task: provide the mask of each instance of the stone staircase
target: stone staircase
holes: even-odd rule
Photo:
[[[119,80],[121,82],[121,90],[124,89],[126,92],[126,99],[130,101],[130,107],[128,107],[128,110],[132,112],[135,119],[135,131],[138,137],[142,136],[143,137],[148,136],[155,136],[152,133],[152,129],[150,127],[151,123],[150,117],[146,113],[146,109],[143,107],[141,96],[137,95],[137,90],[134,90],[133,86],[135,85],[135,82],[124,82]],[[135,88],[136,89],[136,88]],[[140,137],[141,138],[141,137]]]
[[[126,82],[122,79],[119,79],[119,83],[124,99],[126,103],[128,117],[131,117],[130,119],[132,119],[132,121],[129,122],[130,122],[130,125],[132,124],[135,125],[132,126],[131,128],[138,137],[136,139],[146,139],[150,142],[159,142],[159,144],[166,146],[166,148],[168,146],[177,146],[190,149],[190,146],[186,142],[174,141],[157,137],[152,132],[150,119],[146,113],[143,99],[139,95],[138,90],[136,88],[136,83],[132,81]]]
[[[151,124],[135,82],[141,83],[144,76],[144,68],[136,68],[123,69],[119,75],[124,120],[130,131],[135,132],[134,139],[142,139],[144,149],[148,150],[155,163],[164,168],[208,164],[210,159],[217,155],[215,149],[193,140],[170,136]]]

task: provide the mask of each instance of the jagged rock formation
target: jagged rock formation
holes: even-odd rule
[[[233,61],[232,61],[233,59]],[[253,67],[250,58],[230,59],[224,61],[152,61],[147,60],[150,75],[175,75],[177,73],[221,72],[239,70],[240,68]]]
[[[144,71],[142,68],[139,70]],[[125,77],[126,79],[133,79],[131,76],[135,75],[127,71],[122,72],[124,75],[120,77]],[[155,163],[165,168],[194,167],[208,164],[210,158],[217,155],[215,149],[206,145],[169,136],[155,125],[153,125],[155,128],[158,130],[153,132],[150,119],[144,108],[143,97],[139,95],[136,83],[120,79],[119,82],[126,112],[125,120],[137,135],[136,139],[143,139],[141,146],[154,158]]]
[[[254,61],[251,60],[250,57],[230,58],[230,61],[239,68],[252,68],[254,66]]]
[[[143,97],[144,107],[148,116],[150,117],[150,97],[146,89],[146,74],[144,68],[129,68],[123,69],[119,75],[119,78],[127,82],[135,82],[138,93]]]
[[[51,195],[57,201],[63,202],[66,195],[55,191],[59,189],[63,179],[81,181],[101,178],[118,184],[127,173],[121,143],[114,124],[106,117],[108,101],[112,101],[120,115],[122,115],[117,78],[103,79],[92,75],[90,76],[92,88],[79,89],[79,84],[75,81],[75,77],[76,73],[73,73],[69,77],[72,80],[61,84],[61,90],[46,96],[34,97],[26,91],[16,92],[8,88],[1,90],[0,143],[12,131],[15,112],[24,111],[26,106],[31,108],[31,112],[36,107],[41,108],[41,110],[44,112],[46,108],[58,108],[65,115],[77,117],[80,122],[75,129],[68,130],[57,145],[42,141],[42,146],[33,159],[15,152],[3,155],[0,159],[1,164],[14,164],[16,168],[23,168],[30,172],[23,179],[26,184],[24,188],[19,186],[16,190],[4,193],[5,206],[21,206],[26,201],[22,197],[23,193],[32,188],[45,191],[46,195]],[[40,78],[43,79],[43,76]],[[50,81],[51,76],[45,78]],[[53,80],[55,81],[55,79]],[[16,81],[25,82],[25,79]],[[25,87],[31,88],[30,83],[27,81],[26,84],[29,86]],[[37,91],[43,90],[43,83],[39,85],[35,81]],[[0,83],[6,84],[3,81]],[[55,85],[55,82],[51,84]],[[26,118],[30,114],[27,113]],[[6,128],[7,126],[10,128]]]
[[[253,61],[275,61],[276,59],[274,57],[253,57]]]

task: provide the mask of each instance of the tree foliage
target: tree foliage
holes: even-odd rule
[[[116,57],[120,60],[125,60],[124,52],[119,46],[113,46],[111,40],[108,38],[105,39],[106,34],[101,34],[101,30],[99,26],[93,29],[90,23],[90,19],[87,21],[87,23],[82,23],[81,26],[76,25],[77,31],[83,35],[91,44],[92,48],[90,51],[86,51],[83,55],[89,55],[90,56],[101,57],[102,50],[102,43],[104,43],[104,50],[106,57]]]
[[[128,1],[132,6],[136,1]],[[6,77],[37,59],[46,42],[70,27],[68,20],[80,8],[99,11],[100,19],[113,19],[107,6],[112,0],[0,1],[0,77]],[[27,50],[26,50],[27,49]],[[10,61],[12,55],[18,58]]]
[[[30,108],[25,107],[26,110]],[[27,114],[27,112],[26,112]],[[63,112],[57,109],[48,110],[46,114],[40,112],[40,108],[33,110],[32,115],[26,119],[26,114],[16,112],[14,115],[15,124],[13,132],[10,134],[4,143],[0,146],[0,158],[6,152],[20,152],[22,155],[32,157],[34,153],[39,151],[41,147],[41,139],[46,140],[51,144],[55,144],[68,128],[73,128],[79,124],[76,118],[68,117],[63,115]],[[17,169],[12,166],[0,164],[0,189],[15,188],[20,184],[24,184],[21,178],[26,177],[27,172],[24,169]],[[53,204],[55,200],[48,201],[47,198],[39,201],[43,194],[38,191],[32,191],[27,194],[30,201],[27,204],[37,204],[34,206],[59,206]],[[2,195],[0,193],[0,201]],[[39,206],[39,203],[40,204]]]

*EXERCISE DETAILS*
Using the listing above, please repeat every entry exactly.

*EXERCISE RESULT*
task: provide the mask of each instance of the stone staircase
target: stone staircase
holes: even-odd rule
Photo:
[[[119,80],[121,82],[121,90],[124,89],[126,92],[126,99],[130,101],[130,107],[128,107],[128,110],[132,112],[135,119],[135,131],[138,137],[142,136],[143,137],[148,136],[155,136],[152,133],[152,129],[150,127],[151,123],[150,117],[146,113],[146,109],[143,107],[141,96],[137,95],[137,90],[134,90],[133,86],[135,85],[135,82],[124,82]],[[135,88],[136,89],[136,88]],[[140,137],[141,138],[141,137]]]
[[[126,82],[122,79],[119,79],[119,83],[124,99],[126,103],[128,117],[131,117],[130,119],[132,119],[132,121],[129,122],[130,122],[130,125],[132,124],[135,125],[132,126],[131,128],[138,137],[136,139],[146,139],[150,142],[159,142],[159,144],[166,146],[166,148],[168,146],[177,146],[190,149],[190,146],[186,142],[174,141],[157,137],[152,132],[150,119],[146,113],[143,99],[139,95],[138,90],[136,88],[136,83],[132,81]]]
[[[151,124],[135,82],[141,83],[144,76],[144,68],[136,68],[123,69],[119,75],[124,120],[130,131],[135,132],[134,139],[142,139],[144,149],[148,150],[155,163],[164,168],[208,164],[210,159],[217,155],[215,149],[193,140],[170,136]]]

task: provide the mask of each instance of the jagged rock formation
target: jagged rock formation
holes: even-odd rule
[[[233,61],[232,61],[233,59]],[[253,67],[250,58],[230,59],[224,61],[152,61],[147,60],[150,75],[175,75],[177,73],[221,72],[239,70],[240,68]]]
[[[144,71],[142,68],[139,70]],[[125,77],[126,79],[133,79],[131,76],[135,75],[127,71],[122,72],[124,75],[120,77]],[[155,163],[165,168],[194,167],[208,164],[210,158],[217,155],[215,149],[206,145],[169,136],[155,125],[153,125],[155,128],[158,130],[153,132],[150,119],[144,108],[143,97],[139,95],[136,83],[120,79],[119,82],[126,112],[125,120],[137,135],[136,139],[143,139],[141,146],[154,158]]]
[[[254,61],[251,60],[250,57],[230,58],[230,61],[239,68],[252,68],[254,66]]]
[[[143,97],[144,107],[148,116],[150,117],[150,97],[146,89],[146,74],[144,68],[129,68],[123,69],[119,75],[119,78],[127,82],[135,82],[138,93]]]
[[[51,195],[57,201],[63,202],[66,195],[55,191],[59,189],[63,179],[81,181],[101,178],[118,184],[127,173],[121,143],[114,124],[106,117],[108,101],[112,101],[120,115],[122,115],[117,78],[103,79],[92,75],[90,76],[92,88],[79,89],[79,84],[75,81],[75,77],[76,73],[73,73],[69,77],[72,80],[61,84],[61,90],[46,96],[34,97],[26,91],[16,92],[8,88],[1,90],[0,143],[12,131],[15,112],[24,111],[26,106],[31,108],[31,112],[36,107],[41,108],[41,110],[44,112],[46,108],[58,108],[65,115],[77,117],[80,122],[75,129],[68,130],[57,145],[42,141],[42,146],[33,159],[15,152],[3,155],[0,159],[1,164],[14,164],[16,168],[23,168],[30,172],[23,179],[26,184],[24,188],[19,186],[16,190],[4,193],[5,206],[21,206],[26,201],[22,197],[23,193],[32,188],[45,191],[46,195]],[[40,78],[43,79],[43,76]],[[50,81],[51,76],[45,78]],[[53,80],[55,81],[55,79]],[[16,81],[25,82],[25,79]],[[25,87],[31,88],[30,83],[27,81],[26,84],[29,86]],[[37,91],[43,90],[43,83],[39,85],[35,81]],[[0,83],[6,84],[3,81]],[[55,85],[55,82],[51,84]],[[26,118],[30,114],[27,113]],[[6,128],[7,126],[10,128]]]
[[[253,61],[275,61],[276,59],[274,57],[253,57]]]

task: provide the mask of each instance of the tree foliage
target: tree foliage
holes: even-odd rule
[[[116,57],[120,60],[125,60],[124,52],[119,46],[113,46],[111,40],[108,38],[105,39],[106,34],[101,34],[101,30],[99,26],[93,29],[90,23],[90,19],[87,21],[87,23],[82,23],[81,26],[76,25],[77,31],[83,35],[91,44],[92,48],[90,51],[86,51],[83,55],[89,55],[90,56],[101,57],[102,50],[102,43],[104,43],[104,50],[106,57]]]
[[[128,1],[132,6],[136,1]],[[6,77],[37,59],[46,42],[70,27],[68,20],[80,8],[99,11],[100,19],[113,19],[107,6],[112,0],[0,1],[0,77]],[[27,50],[26,50],[27,49]],[[10,61],[12,55],[18,58]]]
[[[30,108],[25,107],[26,110]],[[27,114],[27,112],[26,112]],[[63,112],[57,109],[48,110],[46,114],[40,112],[40,108],[33,110],[32,115],[26,119],[26,114],[16,112],[14,115],[15,124],[13,132],[10,134],[4,143],[0,146],[0,158],[6,152],[20,152],[22,155],[32,157],[34,153],[39,151],[41,147],[41,139],[46,140],[51,144],[55,144],[68,128],[73,128],[79,124],[76,118],[68,117],[63,115]],[[17,169],[12,166],[0,164],[0,189],[15,188],[20,184],[24,184],[21,178],[26,177],[27,172],[24,169]],[[53,204],[55,200],[48,201],[47,198],[39,201],[43,194],[38,191],[32,191],[27,194],[30,201],[27,204],[37,204],[34,206],[59,206]],[[2,195],[0,193],[0,201]],[[39,206],[39,203],[40,204]]]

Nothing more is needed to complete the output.